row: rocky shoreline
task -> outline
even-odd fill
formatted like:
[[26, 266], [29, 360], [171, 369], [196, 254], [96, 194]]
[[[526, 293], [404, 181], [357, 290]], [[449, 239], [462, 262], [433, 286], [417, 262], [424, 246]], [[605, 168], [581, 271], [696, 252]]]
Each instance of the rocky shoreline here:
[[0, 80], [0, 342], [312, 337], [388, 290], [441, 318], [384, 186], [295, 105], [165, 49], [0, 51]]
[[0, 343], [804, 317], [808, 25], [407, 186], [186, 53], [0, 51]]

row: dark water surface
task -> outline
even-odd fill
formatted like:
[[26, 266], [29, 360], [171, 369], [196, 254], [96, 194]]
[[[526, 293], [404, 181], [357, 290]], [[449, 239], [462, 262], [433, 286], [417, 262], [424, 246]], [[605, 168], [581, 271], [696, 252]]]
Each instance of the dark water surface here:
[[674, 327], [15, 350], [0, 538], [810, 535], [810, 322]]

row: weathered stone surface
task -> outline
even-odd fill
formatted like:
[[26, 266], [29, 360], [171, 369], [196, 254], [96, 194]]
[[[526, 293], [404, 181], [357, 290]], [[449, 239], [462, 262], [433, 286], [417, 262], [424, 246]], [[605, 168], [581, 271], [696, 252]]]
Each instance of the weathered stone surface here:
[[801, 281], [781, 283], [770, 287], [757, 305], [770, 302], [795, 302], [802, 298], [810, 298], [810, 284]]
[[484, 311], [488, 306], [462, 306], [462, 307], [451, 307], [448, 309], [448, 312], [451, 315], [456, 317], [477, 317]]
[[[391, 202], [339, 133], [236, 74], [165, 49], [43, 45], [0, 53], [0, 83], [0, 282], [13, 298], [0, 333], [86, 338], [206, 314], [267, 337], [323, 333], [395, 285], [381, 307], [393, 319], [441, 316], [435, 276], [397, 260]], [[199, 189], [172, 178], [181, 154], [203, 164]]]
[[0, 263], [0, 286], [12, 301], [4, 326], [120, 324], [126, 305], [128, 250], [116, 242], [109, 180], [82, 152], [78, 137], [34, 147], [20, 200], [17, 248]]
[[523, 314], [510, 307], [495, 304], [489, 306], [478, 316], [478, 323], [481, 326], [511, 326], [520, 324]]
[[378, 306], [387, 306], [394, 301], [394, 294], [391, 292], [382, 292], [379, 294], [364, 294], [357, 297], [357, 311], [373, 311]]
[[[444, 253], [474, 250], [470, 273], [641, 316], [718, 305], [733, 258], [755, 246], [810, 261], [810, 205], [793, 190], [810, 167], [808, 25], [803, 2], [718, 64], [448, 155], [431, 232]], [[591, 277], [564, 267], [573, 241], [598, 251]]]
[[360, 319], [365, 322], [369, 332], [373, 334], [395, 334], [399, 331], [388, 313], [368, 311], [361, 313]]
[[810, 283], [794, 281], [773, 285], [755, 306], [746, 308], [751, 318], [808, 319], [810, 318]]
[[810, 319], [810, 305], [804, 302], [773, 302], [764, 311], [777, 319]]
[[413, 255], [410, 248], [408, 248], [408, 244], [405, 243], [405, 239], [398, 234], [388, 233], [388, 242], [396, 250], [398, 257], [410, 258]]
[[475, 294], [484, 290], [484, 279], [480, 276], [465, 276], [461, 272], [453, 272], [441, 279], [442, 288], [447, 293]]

■ ■ ■ ■ ■ ■ ■

* Task to carry out: Your task is to reproduce the records in full, without any alteration.

* Final answer:
row: rocky shoreline
task -> outline
even-odd fill
formatted like:
[[26, 266], [29, 360], [171, 369], [196, 254], [96, 194]]
[[[526, 293], [404, 181], [357, 290]], [[449, 239], [462, 262], [433, 286], [417, 262], [424, 246]], [[605, 168], [581, 271], [696, 252]]]
Each instance of the rocky shoreline here:
[[0, 80], [0, 342], [312, 337], [388, 290], [441, 318], [384, 186], [295, 105], [165, 49], [0, 51]]
[[0, 343], [804, 317], [808, 25], [407, 186], [186, 53], [0, 51]]

row: dark water surface
task -> outline
even-odd fill
formatted like:
[[26, 266], [29, 360], [171, 369], [196, 254], [96, 194]]
[[[526, 293], [404, 181], [357, 290]], [[449, 239], [462, 262], [433, 286], [417, 262], [424, 246]], [[605, 168], [581, 271], [696, 252]]]
Each instance of the dark water surface here:
[[674, 327], [15, 350], [0, 538], [810, 535], [810, 322]]

row: weathered stone surface
task -> outline
even-odd fill
formatted like:
[[26, 266], [29, 360], [171, 369], [196, 254], [96, 194]]
[[[526, 293], [404, 181], [357, 290]], [[449, 239], [462, 262], [433, 286], [417, 262], [424, 246]], [[605, 168], [581, 271], [696, 252]]]
Each instance of the weathered stone surface here:
[[801, 281], [781, 283], [770, 287], [757, 305], [770, 302], [795, 302], [802, 298], [810, 298], [810, 284]]
[[484, 311], [488, 306], [462, 306], [462, 307], [451, 307], [448, 309], [448, 312], [451, 315], [456, 317], [477, 317]]
[[[391, 202], [339, 133], [236, 74], [165, 49], [43, 45], [0, 53], [0, 83], [0, 282], [13, 298], [0, 333], [86, 338], [206, 314], [267, 337], [323, 333], [395, 285], [381, 307], [393, 319], [441, 316], [435, 276], [397, 260]], [[199, 189], [172, 178], [181, 154], [203, 164]]]
[[0, 263], [0, 286], [12, 301], [4, 326], [120, 324], [126, 305], [128, 250], [116, 242], [109, 180], [82, 152], [78, 137], [34, 147], [20, 200], [17, 248]]
[[523, 314], [510, 307], [495, 304], [489, 306], [478, 316], [478, 323], [481, 326], [511, 326], [520, 324]]
[[378, 306], [387, 306], [394, 301], [394, 294], [391, 292], [382, 292], [379, 294], [364, 294], [357, 297], [357, 311], [373, 311]]
[[[444, 253], [474, 250], [470, 273], [641, 316], [718, 305], [733, 258], [755, 246], [810, 261], [810, 205], [793, 190], [810, 167], [808, 25], [803, 2], [718, 64], [448, 155], [431, 232]], [[591, 277], [564, 267], [573, 241], [598, 251]]]
[[360, 319], [365, 322], [369, 332], [373, 334], [395, 334], [399, 331], [388, 313], [368, 311], [361, 313]]
[[810, 283], [794, 281], [773, 285], [755, 306], [746, 308], [751, 318], [808, 319], [810, 318]]
[[810, 319], [810, 305], [804, 302], [773, 302], [764, 311], [777, 319]]
[[413, 255], [410, 248], [408, 248], [408, 244], [405, 243], [405, 239], [398, 234], [388, 233], [388, 242], [396, 250], [398, 257], [410, 258]]
[[475, 294], [484, 290], [484, 279], [480, 276], [465, 276], [461, 272], [453, 272], [441, 279], [442, 288], [447, 293]]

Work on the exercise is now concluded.